(Reading text Opens)

Recent Research: Quantitative Methods for Policy Research

Facilitation of Research Networks and Best Practices

Charles F. Manski
On November 17, IPR economist Charles F. Manski
lectured at the National Academy of Sciences on
uncertainty in policy analysis and scientific research.

Gun Laws and Crime Rates
How do right-to-carry laws in the United States affect crime rates? Though gun laws have become a source of heated public debate in the wake of mass shootings, little is known about whether such laws deter crime or lead to more of it. Looking at right-to-carry (RTC) gun laws, which allow individuals to carry concealed handguns, IPR economist Charles F. Manski and John Pepper of the University of Virginia find no academic consensus on their effects: Despite dozens of studies using the same datasets, researchers have arrived at very different conclusions. In the Review of Economics and Statistics, Manski and Pepper highlight the role of varying assumptions used in such analyses and explain the importance of discussing how these assumptions affect statistical results. Manski and Pepper conducted their own original analysis of how RTC laws affected crime in Virginia, Maryland, and Illinois, finding the effects vary. Under some assumptions, RTC laws appear to have no effect on crime rates. Under others, RTC laws seem to increase rates for certain crimes, decrease them for some crimes, and have varying effects for others. While the results provide no easy answer, they highlight why researchers using the same data can arrive at such vastly different results and how different assumptions shape findings. Manski is the Board of Trustees Professor in Economics.

(Reading text Closes)
(Information provided Opens)

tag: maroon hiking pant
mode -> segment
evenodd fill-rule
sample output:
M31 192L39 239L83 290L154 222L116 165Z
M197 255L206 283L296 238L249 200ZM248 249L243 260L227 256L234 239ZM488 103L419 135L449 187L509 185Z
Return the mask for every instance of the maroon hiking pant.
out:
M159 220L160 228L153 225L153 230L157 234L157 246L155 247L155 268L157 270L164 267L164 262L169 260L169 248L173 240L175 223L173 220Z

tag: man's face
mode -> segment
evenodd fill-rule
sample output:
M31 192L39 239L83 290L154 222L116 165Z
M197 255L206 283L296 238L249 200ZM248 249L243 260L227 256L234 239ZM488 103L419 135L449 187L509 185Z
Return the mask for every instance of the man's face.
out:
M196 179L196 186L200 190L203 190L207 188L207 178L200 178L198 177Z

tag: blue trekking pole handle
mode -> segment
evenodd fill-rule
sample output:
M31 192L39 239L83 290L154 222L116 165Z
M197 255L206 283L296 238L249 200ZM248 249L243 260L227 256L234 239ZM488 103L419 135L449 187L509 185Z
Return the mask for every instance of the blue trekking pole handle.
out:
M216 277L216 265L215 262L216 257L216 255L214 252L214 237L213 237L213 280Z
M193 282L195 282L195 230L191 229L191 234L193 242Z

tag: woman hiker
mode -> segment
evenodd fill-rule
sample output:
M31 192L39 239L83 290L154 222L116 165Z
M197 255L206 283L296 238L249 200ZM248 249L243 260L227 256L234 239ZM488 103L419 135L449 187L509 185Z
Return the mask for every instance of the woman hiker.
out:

(Information provided Closes)

Using the piece on gun laws and crime rates, explain why studies of right-to-carry laws that draw on the same datasets reach very different conclusions. Answer in one to three sentences.

• Exercise response
The studies rest on varying assumptions, and those assumptions shape the statistical results. Manski and Pepper's own analysis shows this: under some assumptions right-to-carry laws appear to have no effect on crime rates, while under others they seem to increase rates for certain crimes, decrease them for some, and have varying effects for others.